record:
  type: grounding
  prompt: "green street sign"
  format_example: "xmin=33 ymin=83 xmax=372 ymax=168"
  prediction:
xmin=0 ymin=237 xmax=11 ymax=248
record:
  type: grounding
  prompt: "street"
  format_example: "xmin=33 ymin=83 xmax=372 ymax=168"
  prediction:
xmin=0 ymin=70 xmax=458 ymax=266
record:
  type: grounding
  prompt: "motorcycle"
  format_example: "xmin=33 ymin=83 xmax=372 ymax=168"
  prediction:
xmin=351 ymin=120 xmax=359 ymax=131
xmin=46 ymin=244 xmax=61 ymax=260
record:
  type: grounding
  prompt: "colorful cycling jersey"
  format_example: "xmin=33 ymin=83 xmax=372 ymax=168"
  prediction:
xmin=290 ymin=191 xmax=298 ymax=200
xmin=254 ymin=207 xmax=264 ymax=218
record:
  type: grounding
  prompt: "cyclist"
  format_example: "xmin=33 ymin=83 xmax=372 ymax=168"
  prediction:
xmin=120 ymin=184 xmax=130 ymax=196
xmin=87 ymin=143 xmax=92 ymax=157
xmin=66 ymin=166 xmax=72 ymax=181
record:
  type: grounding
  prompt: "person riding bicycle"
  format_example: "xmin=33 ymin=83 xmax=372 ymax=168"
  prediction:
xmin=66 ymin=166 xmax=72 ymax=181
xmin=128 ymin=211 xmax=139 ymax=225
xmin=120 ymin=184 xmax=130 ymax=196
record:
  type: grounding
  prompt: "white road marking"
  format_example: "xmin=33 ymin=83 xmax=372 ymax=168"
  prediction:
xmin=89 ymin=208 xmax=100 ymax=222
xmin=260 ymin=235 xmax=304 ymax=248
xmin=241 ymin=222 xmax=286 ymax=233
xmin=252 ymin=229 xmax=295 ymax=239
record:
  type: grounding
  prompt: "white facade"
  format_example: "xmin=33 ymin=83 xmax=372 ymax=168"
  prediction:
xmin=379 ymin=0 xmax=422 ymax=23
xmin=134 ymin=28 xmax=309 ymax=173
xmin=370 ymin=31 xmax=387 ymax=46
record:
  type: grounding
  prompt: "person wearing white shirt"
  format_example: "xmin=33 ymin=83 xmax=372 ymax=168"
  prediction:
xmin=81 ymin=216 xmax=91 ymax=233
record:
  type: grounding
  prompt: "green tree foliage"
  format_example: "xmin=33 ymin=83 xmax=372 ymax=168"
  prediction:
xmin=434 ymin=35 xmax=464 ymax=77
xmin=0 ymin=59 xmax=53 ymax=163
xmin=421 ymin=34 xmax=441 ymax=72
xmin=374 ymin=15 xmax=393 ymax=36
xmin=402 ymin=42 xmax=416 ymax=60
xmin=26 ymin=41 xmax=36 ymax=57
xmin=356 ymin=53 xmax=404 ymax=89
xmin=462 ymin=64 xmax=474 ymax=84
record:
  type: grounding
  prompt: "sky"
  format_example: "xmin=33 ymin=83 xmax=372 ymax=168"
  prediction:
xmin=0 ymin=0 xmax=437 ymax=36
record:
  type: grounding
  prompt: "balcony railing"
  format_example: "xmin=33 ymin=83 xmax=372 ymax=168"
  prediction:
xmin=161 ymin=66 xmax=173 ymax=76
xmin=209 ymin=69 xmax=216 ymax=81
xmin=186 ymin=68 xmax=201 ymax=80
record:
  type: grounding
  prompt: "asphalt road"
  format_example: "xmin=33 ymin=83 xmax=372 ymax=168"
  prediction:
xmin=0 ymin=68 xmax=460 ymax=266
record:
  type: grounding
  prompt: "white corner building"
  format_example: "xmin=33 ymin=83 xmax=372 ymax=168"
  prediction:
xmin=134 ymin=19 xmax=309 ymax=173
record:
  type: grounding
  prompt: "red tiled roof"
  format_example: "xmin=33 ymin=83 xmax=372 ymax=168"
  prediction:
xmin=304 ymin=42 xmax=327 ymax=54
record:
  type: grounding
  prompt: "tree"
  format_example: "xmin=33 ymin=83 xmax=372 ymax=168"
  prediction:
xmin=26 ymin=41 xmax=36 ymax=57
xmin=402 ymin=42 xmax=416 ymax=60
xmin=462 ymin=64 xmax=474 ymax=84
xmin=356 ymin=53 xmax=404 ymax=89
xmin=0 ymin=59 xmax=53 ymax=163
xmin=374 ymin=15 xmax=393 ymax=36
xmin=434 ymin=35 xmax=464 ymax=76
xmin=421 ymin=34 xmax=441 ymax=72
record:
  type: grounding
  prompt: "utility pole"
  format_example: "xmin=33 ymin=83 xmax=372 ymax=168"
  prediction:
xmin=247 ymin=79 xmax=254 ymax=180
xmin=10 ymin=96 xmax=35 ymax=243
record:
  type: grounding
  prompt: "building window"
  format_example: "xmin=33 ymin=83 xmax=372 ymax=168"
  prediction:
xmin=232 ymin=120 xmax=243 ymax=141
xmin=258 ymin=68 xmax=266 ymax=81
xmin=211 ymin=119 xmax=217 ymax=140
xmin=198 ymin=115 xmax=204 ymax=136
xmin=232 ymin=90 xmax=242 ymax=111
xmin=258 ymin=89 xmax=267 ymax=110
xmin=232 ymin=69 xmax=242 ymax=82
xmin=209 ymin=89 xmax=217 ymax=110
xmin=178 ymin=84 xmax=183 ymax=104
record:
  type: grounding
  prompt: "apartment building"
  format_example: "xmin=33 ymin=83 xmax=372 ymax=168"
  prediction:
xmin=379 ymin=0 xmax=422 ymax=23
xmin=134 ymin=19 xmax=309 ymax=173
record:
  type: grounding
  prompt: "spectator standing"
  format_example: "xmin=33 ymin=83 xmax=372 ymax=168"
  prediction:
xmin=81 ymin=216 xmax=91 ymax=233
....
__What needs to be done__: Could you gather every line of the entries that contains the word "person"? Case counts.

__Exercise result__:
  prompt: "person riding bicycle"
  prompt: "person wearing white shirt"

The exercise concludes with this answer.